## INSTRUCTIONS
A. According to the court opinion below, on what date was the case decided?
B. Quote the court opinion below word for word, starting at "Submitted November 5, 2020" and ending at "appellant pro se.".

## PASSAGE GIVEN
NOT FOR PUBLICATION WITHOUT THE
                               APPROVAL OF THE APPELLATE DIVISION
        This opinion shall not "constitute precedent or be binding upon any court ." Although it is posted on the
     internet, this opinion is binding only on the parties in the case and its use in other cases is limited. R. 1:36-3.




                                                        SUPERIOR COURT OF NEW JERSEY
                                                        APPELLATE DIVISION
                                                        DOCKET NO. A-3920-18T2

RICKY JAMES,

          Appellant,

v.

NEW JERSEY
DEPARTMENT
OF CORRECTIONS,

     Respondent.
____________________

                   Submitted November 5, 2020 – Decided December 30, 2020

                   Before Judges Alvarez and Mitterhoff.

                   On appeal from the New Jersey Department of
                   Corrections.

                   Ricky James, appellant pro se.

## EXTRACTED INFORMATION
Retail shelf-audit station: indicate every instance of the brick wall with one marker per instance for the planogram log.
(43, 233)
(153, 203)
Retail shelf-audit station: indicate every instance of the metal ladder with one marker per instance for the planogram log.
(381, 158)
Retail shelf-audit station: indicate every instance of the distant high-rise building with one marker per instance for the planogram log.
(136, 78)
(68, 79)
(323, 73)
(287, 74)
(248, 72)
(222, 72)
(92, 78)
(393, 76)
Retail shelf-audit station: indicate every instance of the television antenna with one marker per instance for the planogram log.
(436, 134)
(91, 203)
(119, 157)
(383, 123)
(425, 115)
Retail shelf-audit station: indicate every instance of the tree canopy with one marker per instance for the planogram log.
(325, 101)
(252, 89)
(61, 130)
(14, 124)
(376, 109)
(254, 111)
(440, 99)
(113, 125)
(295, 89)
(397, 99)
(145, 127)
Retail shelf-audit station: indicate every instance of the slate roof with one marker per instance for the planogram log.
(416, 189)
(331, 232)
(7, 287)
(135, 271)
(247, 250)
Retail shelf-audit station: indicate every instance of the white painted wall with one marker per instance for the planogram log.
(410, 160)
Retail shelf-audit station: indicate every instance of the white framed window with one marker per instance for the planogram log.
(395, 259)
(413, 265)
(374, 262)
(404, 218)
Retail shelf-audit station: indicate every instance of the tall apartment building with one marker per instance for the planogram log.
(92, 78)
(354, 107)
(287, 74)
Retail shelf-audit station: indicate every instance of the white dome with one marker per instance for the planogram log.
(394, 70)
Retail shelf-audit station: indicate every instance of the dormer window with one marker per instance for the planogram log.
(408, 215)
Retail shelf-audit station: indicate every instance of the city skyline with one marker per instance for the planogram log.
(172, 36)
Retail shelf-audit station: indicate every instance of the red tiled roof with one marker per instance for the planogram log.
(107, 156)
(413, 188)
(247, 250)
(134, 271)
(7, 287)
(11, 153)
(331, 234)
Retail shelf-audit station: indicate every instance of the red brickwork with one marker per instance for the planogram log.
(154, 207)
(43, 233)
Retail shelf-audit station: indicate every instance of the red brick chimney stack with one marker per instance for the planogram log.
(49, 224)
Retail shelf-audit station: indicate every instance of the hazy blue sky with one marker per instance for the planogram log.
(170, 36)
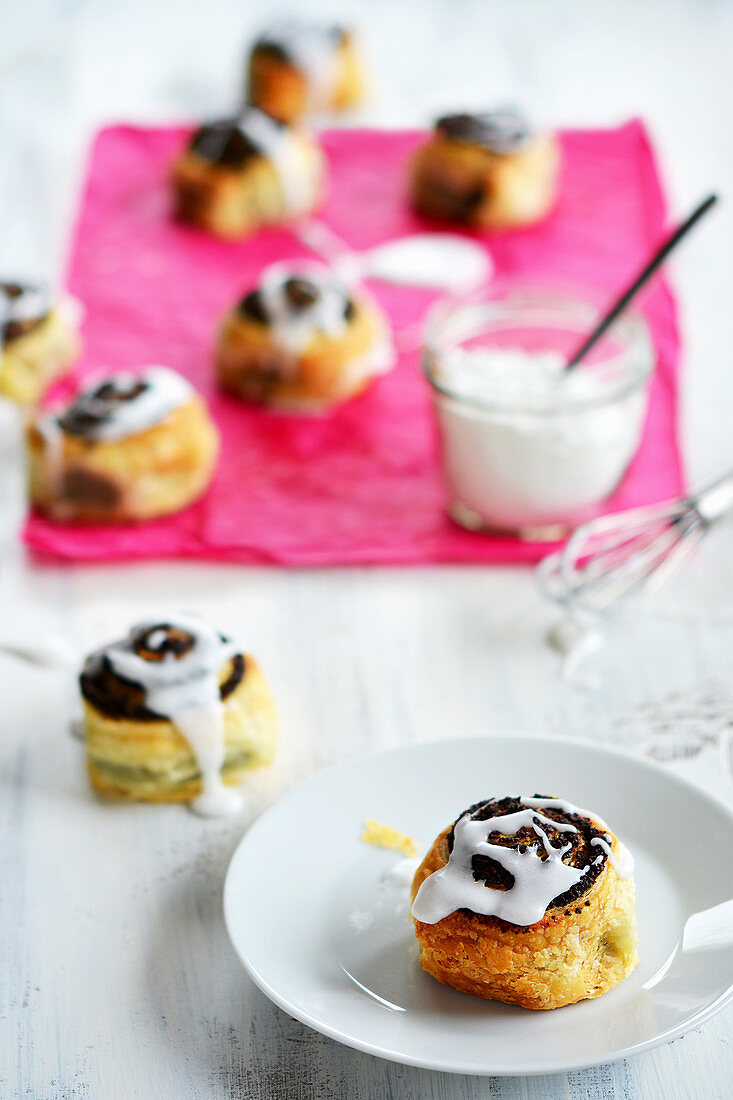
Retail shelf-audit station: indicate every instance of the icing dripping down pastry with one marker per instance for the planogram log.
(537, 877)
(121, 405)
(232, 142)
(177, 664)
(309, 47)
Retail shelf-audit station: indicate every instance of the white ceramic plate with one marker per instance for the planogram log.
(326, 939)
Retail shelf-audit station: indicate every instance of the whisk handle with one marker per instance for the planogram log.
(715, 499)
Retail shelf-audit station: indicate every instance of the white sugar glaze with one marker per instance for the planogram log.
(536, 880)
(441, 261)
(50, 651)
(313, 51)
(294, 328)
(527, 443)
(290, 157)
(165, 391)
(186, 691)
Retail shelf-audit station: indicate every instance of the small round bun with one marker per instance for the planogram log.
(582, 945)
(489, 172)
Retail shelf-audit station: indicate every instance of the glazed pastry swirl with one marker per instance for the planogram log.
(121, 405)
(122, 693)
(172, 671)
(231, 143)
(502, 131)
(297, 305)
(514, 858)
(310, 48)
(22, 308)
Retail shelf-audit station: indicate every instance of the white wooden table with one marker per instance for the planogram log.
(117, 979)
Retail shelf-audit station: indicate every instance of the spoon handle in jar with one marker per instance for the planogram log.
(655, 262)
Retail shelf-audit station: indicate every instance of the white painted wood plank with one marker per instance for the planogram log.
(116, 976)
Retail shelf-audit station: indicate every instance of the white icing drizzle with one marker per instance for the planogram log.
(164, 392)
(186, 691)
(290, 157)
(536, 880)
(313, 50)
(292, 327)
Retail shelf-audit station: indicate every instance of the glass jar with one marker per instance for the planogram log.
(529, 449)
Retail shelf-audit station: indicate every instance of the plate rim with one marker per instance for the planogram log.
(499, 1070)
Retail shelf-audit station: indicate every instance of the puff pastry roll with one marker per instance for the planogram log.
(528, 901)
(175, 712)
(237, 175)
(39, 340)
(297, 67)
(302, 341)
(131, 447)
(488, 171)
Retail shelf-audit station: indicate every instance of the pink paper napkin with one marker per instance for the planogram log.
(362, 485)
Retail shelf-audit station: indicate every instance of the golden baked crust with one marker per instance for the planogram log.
(457, 180)
(251, 364)
(234, 202)
(282, 90)
(151, 473)
(31, 361)
(150, 760)
(577, 952)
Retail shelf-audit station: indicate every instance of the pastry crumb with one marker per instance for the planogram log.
(384, 836)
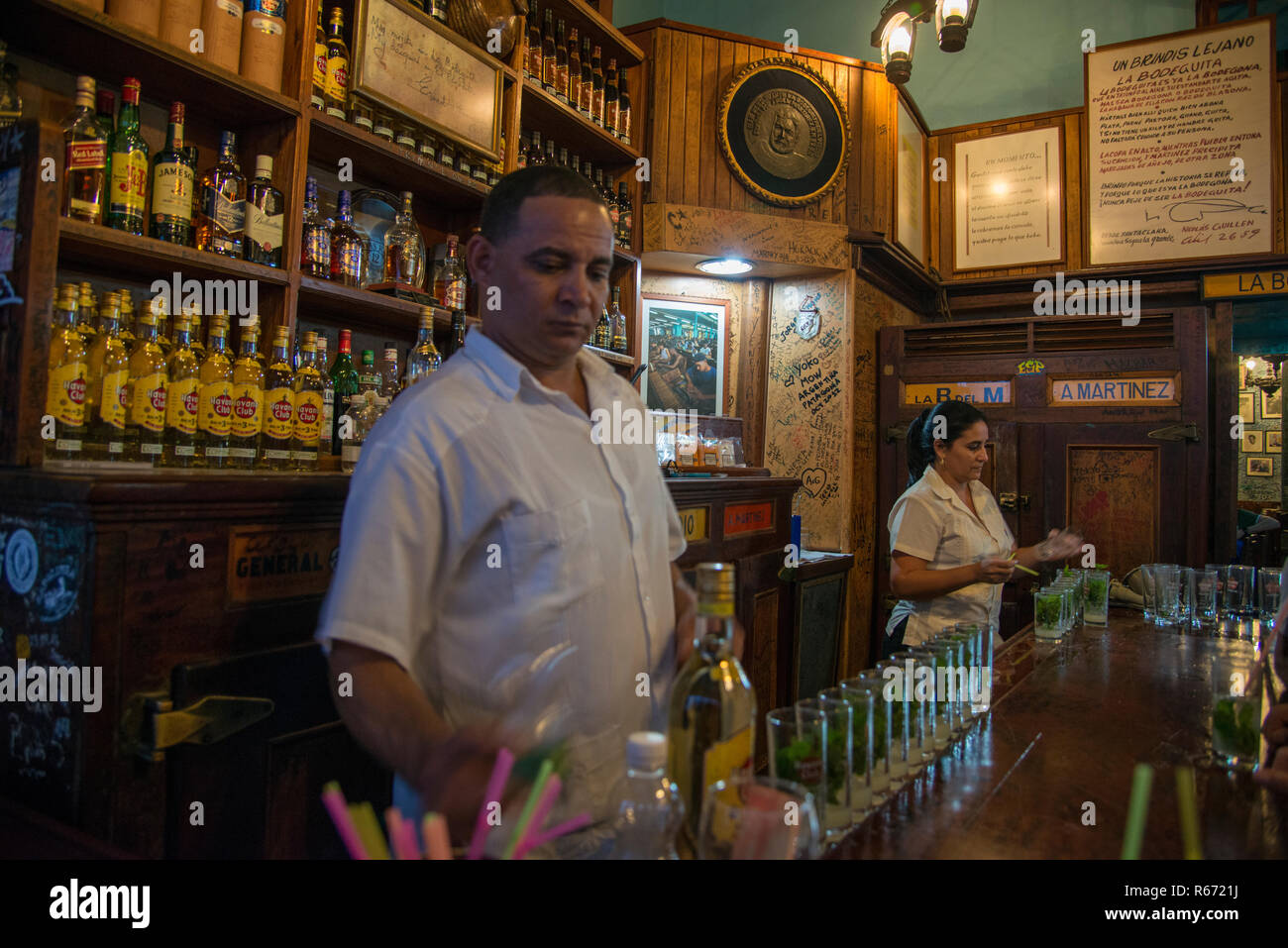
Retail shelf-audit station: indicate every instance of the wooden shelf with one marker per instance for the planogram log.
(80, 40)
(124, 254)
(566, 127)
(380, 162)
(321, 300)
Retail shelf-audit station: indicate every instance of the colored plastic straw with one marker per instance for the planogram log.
(369, 830)
(529, 806)
(1189, 813)
(494, 788)
(1137, 810)
(562, 830)
(335, 805)
(434, 828)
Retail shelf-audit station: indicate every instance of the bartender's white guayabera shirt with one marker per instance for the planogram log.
(930, 522)
(484, 526)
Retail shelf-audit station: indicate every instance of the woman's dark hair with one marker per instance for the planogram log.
(921, 433)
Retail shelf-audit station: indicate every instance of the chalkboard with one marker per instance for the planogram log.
(410, 63)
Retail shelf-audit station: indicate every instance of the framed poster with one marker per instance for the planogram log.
(413, 65)
(910, 189)
(687, 357)
(1180, 146)
(1008, 200)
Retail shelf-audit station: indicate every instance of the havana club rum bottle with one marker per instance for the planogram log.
(179, 447)
(68, 372)
(248, 401)
(278, 404)
(145, 428)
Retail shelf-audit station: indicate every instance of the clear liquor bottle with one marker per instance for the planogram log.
(424, 359)
(108, 377)
(266, 213)
(68, 380)
(215, 412)
(128, 181)
(348, 247)
(183, 398)
(85, 168)
(145, 428)
(278, 404)
(404, 249)
(222, 215)
(711, 728)
(316, 243)
(308, 407)
(248, 401)
(171, 185)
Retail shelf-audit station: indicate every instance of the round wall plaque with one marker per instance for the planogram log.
(784, 132)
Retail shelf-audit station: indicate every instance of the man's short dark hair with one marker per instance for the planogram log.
(501, 206)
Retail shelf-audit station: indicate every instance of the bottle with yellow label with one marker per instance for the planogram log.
(181, 399)
(145, 428)
(68, 369)
(215, 411)
(248, 398)
(107, 391)
(278, 404)
(308, 391)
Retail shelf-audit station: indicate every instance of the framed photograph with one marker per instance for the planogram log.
(687, 356)
(1248, 407)
(1008, 201)
(910, 191)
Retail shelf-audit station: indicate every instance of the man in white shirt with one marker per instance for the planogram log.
(484, 527)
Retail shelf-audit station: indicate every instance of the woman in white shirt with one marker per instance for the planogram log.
(949, 548)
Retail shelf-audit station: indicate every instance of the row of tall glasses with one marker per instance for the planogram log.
(854, 746)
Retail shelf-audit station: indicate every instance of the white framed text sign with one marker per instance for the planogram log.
(1008, 198)
(1180, 146)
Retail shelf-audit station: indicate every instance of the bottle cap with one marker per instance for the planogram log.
(645, 750)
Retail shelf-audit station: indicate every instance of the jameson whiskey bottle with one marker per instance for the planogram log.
(308, 407)
(179, 446)
(711, 728)
(108, 377)
(171, 185)
(145, 428)
(279, 403)
(248, 401)
(215, 415)
(68, 373)
(129, 175)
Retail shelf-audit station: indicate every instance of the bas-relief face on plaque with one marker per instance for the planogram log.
(784, 132)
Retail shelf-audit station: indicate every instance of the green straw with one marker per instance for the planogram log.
(526, 817)
(1189, 813)
(1137, 809)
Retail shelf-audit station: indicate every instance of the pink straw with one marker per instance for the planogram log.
(494, 785)
(562, 830)
(539, 815)
(339, 810)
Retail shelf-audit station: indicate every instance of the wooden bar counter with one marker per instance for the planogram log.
(1068, 729)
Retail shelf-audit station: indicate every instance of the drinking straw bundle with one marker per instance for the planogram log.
(360, 830)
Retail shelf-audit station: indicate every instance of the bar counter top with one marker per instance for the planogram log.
(1069, 733)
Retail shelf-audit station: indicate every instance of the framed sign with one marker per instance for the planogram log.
(910, 191)
(784, 132)
(1180, 154)
(410, 63)
(1008, 200)
(688, 361)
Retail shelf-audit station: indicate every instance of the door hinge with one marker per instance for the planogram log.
(1176, 433)
(151, 724)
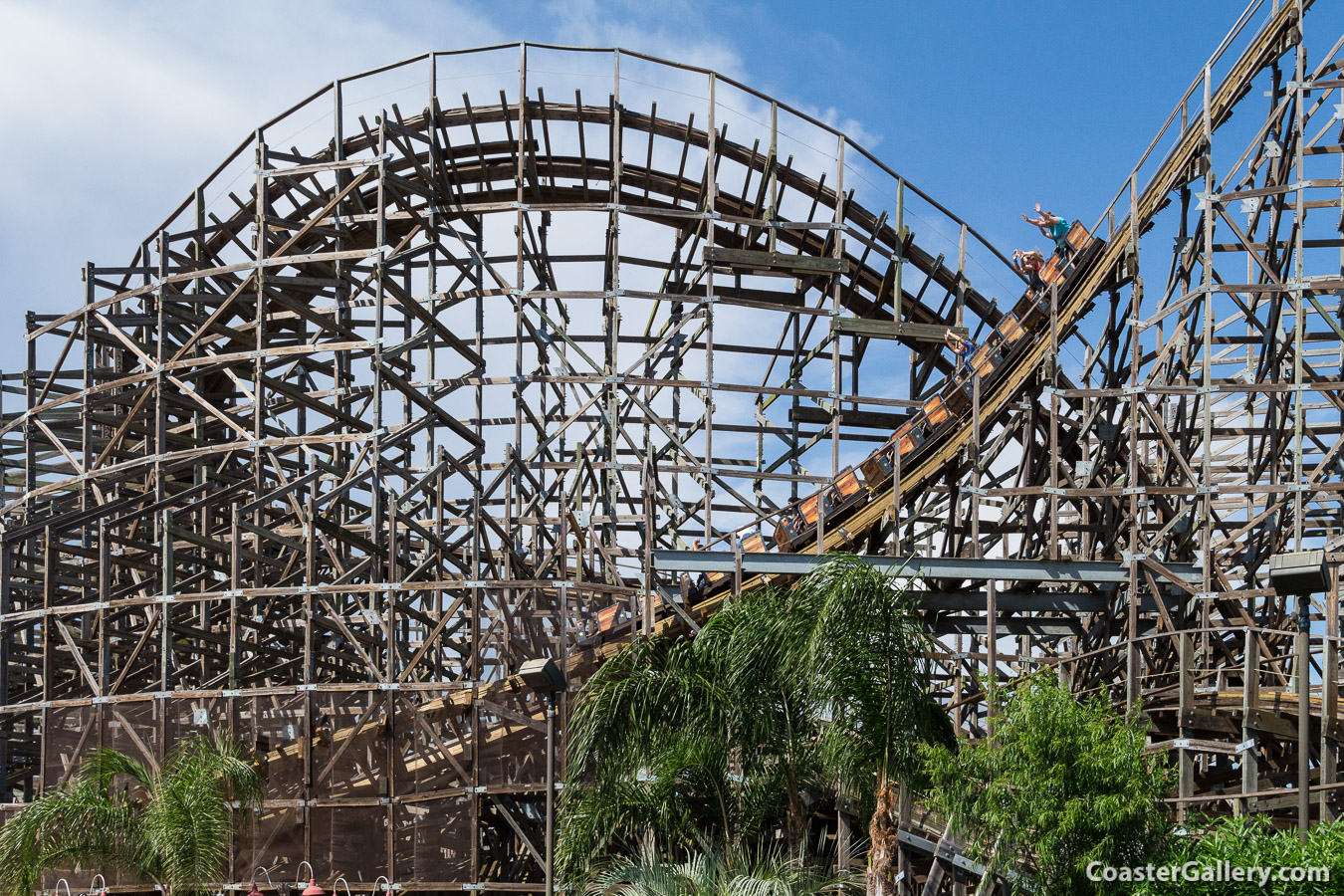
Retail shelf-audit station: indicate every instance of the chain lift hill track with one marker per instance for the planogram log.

## SOLVED TASKS
A. December 30, 2020

B.
Submitted November 5, 2020 – Decided December 30, 2020

                   Before Judges Alvarez and Mitterhoff.

                   On appeal from the New Jersey Department of
                   Corrections.

                   Ricky James, appellant pro se.